§ **EXCERPTED PASSAGE**
++++++++

# Festo feeder and chain mortiser



## Leo G (May 12, 2005)

But does it mortise?


----------



## WarnerConstInc. (Jan 30, 2008)

Soon.


----------



## world llc (Dec 9, 2008)

i would laugh if after all this you couldn't get it to work....


----------



## WarnerConstInc. (Jan 30, 2008)

It worked before I took it apart.


----------



## Tom Struble (Mar 2, 2007)

yea..that would be the funny part:jester:


----------



## Leo G (May 12, 2005)

And??? That means nothing.


----------



## WarnerConstInc. (Jan 30, 2008)

Leo G said:


> And??? That means nothing.


Oh crap, what am I to do?


----------



## Leo G (May 12, 2005)

With such a pretty machine who cares if it works.


----------



## WarnerConstInc. (Jan 30, 2008)

Got the motor wired to the drum switch, made a table and new face for the air clamp, got all the air lines hooked back up and tested. Got my bars and chains soaking in oil.


----------



## Leo G (May 12, 2005)

So tomorrow you will make your first mortise with the newly painted Festo Chain Mortiser?


----------



## WarnerConstInc. (Jan 30, 2008)

Leo G said:


> So tomorrow you will make your first mortise with the newly painted Festo Chain Mortiser?


No. I have to order a grease tip for the Festo grease gun that I got with the mortiser. It is some special metric fitting and tip. I found a place in MD that has them.

I need to get some more SJOO cable to wire it up, find a spot for it and bolt it to the floor.

So close....paint needs to dry for a few days too.


----------



## Leo G (May 12, 2005)

Slacker :laughing:


----------



## WarnerConstInc. (Jan 30, 2008)

Found a nozzle I could make work for my regular grease gun while I wait 5 weeks to get the right one for my Festo grease gun.

Did a little lubing, fixed one other issue I was having, stole the drop from my edge sander and fired her up.

Runs nice, smooth and quiet. A lot quieter then when I brought it home and tested it.

Time to get a bar and chain prepped for later tonight.


----------



## Leo G (May 12, 2005)

The chain is what makes all the noise.:smile:


----------



## WarnerConstInc. (Jan 30, 2008)

++++++++

§ **MATERIAL PROVIDED**
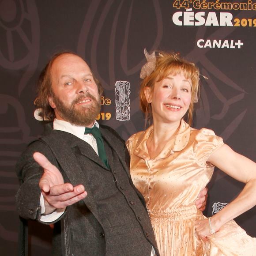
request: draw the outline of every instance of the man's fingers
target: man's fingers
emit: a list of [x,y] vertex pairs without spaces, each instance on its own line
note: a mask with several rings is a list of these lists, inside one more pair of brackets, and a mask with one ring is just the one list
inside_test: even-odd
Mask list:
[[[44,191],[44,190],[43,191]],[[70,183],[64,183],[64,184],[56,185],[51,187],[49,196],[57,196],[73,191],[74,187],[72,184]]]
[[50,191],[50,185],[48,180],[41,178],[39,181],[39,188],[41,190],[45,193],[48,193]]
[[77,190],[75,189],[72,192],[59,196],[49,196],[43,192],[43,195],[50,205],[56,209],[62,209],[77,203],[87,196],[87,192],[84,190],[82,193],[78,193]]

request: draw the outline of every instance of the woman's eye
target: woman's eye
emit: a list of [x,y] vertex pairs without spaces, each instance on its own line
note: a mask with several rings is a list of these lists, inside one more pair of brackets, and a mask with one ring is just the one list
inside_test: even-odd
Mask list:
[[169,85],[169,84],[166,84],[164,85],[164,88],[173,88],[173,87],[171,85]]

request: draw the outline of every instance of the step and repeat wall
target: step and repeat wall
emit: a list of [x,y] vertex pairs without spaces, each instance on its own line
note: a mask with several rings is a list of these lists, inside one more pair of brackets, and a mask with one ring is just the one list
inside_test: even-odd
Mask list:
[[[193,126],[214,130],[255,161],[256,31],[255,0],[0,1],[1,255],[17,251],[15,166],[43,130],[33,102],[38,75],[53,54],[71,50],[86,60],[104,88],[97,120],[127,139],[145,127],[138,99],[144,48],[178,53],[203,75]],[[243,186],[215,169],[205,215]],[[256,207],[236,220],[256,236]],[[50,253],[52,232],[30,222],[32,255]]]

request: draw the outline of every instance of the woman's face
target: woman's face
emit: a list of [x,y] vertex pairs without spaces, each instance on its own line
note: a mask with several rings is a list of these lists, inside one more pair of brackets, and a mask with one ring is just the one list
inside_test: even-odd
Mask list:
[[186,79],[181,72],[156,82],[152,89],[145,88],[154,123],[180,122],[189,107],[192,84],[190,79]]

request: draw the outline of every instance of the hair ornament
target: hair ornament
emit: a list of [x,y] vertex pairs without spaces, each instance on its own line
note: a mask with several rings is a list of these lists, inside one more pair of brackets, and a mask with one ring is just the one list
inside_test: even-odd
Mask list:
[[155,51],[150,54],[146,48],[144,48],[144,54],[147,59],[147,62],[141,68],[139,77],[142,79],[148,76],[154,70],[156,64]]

++++++++

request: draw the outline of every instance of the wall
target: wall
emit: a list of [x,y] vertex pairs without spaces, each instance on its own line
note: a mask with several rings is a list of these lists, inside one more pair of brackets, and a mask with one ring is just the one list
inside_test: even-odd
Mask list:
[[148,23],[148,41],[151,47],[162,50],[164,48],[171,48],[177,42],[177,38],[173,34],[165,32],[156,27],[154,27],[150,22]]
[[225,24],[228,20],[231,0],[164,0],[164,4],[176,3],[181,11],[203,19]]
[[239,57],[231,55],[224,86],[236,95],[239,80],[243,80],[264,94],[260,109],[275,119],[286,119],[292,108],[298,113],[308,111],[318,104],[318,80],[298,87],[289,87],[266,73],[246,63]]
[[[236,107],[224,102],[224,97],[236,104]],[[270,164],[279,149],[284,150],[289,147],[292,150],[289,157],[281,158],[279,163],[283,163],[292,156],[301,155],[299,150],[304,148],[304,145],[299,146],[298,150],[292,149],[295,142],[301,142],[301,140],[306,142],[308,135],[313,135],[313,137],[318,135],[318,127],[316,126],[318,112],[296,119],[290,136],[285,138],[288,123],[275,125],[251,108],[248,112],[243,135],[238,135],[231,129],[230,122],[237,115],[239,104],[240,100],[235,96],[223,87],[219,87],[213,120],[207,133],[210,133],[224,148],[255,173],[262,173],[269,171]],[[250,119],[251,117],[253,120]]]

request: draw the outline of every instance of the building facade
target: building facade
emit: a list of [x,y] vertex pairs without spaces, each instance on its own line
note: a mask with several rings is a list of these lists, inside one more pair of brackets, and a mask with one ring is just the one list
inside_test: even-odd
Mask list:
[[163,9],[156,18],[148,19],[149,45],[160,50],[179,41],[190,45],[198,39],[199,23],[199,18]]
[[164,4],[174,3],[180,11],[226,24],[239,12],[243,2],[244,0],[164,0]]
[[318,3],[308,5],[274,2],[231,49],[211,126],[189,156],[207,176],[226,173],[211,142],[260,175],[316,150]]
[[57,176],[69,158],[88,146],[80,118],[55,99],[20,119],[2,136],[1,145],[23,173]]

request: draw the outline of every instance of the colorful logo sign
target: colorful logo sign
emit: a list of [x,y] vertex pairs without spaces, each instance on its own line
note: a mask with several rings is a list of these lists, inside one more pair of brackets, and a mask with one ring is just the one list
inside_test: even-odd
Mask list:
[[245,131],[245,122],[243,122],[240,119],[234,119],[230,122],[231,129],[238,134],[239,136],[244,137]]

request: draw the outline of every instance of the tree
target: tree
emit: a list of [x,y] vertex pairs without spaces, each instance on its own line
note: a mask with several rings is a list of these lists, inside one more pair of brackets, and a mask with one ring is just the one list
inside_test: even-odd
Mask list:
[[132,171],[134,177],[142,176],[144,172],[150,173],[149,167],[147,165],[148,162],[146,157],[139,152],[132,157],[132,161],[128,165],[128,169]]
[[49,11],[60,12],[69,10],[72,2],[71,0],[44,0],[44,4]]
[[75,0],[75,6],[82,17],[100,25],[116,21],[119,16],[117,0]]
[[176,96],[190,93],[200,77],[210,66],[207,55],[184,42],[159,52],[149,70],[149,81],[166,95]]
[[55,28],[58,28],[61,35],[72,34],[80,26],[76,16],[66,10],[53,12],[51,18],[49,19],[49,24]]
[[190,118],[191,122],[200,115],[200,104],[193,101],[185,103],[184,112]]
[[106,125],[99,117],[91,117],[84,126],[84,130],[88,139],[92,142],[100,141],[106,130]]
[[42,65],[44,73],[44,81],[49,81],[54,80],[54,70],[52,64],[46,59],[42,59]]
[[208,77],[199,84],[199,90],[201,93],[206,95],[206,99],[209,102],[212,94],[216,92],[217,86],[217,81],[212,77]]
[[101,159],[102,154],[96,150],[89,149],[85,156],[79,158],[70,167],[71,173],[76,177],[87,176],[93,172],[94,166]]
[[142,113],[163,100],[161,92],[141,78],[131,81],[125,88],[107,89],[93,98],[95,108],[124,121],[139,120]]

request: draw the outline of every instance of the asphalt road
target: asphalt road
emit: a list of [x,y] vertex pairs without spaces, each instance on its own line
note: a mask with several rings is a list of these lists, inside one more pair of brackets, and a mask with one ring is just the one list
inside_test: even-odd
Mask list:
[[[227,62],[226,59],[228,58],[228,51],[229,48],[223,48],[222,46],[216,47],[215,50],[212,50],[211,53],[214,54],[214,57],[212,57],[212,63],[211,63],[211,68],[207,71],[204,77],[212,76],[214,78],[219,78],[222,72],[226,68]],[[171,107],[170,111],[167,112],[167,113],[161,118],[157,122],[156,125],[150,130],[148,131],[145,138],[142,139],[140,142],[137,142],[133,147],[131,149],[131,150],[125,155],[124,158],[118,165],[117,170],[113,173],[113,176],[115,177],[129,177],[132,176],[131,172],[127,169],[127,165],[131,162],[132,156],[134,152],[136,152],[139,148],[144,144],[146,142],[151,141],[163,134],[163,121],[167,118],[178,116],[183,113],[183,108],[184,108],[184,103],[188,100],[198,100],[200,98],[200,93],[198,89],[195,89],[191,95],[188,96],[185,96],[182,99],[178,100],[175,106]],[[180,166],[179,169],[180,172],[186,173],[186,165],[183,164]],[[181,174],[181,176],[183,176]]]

++++++++

§ **TASK INSTRUCTIONS**
**1)** In the Festo chain mortiser thread, how long does WarnerConstInc. say he will wait to get the right nozzle for the Festo grease gun?
**2)** Find every line in the records that contains the string "target", matching case exactly, and copy each of those lines.
The forum thread and the records were taken from unrelated sources.

§ **RESULTS OF THE EXERCISE**
**1)** 5 weeks

**2)**
target: man's fingers
target: woman's eye
target: step and repeat wall
target: woman's face
target: hair ornament
target: wall
target: building facade
target: colorful logo sign
target: tree
target: asphalt road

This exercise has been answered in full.